*To do*.
Count the lines in the entries that contain the word "range" and give only the number.

-------

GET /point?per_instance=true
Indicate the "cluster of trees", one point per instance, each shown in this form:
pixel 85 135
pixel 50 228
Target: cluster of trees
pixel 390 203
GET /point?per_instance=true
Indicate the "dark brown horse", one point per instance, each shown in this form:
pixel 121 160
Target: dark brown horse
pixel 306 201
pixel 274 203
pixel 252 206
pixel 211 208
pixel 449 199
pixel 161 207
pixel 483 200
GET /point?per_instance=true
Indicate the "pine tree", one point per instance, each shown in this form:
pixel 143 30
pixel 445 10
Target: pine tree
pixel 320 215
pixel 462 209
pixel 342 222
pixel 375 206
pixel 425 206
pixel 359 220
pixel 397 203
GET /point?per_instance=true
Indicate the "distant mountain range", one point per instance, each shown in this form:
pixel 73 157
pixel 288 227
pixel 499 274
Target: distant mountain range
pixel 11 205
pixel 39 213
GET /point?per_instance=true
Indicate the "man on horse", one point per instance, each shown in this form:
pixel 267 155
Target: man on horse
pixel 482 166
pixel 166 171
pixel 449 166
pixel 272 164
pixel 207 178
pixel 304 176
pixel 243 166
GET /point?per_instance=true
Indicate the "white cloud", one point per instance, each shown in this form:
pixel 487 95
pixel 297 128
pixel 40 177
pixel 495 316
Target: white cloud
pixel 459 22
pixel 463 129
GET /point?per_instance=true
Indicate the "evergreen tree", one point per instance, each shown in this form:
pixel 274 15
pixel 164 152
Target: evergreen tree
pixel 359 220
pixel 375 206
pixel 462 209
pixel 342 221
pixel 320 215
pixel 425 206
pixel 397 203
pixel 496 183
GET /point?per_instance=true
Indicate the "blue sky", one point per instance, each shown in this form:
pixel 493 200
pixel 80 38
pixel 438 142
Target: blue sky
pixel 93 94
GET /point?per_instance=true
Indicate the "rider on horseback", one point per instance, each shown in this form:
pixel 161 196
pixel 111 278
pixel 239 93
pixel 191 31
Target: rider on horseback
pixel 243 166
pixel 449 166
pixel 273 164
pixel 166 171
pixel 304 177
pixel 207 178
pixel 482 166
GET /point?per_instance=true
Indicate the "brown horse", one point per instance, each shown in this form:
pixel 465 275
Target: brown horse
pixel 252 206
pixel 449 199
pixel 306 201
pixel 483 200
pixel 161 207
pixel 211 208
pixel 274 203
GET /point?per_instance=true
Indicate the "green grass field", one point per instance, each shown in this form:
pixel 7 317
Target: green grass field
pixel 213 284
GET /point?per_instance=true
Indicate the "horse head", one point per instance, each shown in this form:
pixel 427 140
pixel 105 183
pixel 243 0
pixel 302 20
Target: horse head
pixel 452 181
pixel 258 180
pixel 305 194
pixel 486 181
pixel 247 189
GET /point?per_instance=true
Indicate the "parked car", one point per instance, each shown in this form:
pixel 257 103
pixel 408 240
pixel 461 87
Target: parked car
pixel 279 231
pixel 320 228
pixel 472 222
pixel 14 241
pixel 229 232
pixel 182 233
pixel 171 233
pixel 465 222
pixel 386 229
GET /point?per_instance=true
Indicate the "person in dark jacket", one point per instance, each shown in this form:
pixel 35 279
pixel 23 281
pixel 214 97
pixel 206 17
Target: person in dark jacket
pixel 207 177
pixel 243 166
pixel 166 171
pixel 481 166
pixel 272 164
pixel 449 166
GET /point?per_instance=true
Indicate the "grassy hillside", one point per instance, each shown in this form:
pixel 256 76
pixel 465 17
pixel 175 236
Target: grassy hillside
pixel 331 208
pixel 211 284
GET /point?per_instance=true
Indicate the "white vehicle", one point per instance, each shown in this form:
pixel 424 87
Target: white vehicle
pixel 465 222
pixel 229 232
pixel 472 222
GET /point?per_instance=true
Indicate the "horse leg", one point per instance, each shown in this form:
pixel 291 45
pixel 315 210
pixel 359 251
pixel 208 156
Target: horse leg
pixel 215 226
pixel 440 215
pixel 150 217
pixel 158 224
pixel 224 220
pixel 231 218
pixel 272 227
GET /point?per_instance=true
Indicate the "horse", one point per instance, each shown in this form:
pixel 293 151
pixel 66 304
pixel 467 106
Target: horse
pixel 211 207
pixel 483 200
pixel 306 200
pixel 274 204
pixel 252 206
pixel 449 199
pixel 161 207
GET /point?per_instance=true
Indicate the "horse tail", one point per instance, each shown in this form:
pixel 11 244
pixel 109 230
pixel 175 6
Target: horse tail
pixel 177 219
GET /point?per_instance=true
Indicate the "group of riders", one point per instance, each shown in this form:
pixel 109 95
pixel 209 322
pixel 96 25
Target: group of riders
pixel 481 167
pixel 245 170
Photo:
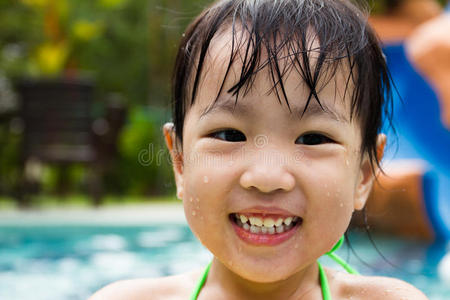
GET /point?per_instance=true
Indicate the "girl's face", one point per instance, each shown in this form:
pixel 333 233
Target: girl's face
pixel 257 162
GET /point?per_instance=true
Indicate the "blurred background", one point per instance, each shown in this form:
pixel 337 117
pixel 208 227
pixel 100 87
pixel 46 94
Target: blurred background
pixel 118 56
pixel 86 188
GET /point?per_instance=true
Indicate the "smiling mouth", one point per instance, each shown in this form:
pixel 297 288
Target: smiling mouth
pixel 271 225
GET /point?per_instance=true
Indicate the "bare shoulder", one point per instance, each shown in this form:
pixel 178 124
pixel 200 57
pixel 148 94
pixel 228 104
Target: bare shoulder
pixel 168 288
pixel 372 287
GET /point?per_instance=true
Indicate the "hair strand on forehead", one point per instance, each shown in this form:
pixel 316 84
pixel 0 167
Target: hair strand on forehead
pixel 314 38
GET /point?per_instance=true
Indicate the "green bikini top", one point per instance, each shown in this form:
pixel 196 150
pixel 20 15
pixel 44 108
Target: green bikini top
pixel 322 276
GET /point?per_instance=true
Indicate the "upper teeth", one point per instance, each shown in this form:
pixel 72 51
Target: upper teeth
pixel 266 222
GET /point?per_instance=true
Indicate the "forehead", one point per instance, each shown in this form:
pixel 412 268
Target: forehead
pixel 284 73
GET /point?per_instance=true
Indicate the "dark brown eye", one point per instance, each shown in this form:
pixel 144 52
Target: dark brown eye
pixel 229 135
pixel 313 139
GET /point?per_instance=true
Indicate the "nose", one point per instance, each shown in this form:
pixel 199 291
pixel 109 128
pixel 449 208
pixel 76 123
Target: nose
pixel 267 177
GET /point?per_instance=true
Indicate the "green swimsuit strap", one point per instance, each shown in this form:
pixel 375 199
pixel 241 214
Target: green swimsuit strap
pixel 326 294
pixel 322 275
pixel 200 283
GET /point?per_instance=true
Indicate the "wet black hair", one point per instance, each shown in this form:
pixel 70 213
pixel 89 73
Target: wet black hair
pixel 285 30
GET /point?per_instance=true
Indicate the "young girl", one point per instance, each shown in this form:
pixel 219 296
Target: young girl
pixel 275 142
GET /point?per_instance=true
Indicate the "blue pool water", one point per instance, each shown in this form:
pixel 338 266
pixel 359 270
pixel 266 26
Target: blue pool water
pixel 71 262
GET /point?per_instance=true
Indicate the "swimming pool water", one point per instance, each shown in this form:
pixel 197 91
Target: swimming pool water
pixel 71 262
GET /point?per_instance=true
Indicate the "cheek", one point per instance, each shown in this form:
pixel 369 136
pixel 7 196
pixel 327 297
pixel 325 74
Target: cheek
pixel 330 193
pixel 206 186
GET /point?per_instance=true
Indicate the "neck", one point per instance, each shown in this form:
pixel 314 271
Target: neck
pixel 298 286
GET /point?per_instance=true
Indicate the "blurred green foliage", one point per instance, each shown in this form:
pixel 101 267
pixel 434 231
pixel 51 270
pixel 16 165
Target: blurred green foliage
pixel 129 49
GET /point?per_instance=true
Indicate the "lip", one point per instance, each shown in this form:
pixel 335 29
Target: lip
pixel 264 239
pixel 266 211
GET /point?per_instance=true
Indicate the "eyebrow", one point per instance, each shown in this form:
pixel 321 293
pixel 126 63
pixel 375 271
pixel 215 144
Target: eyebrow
pixel 228 105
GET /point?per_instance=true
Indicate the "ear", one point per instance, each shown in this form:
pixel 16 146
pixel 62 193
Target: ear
pixel 176 156
pixel 367 175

-------

*Task result*.
2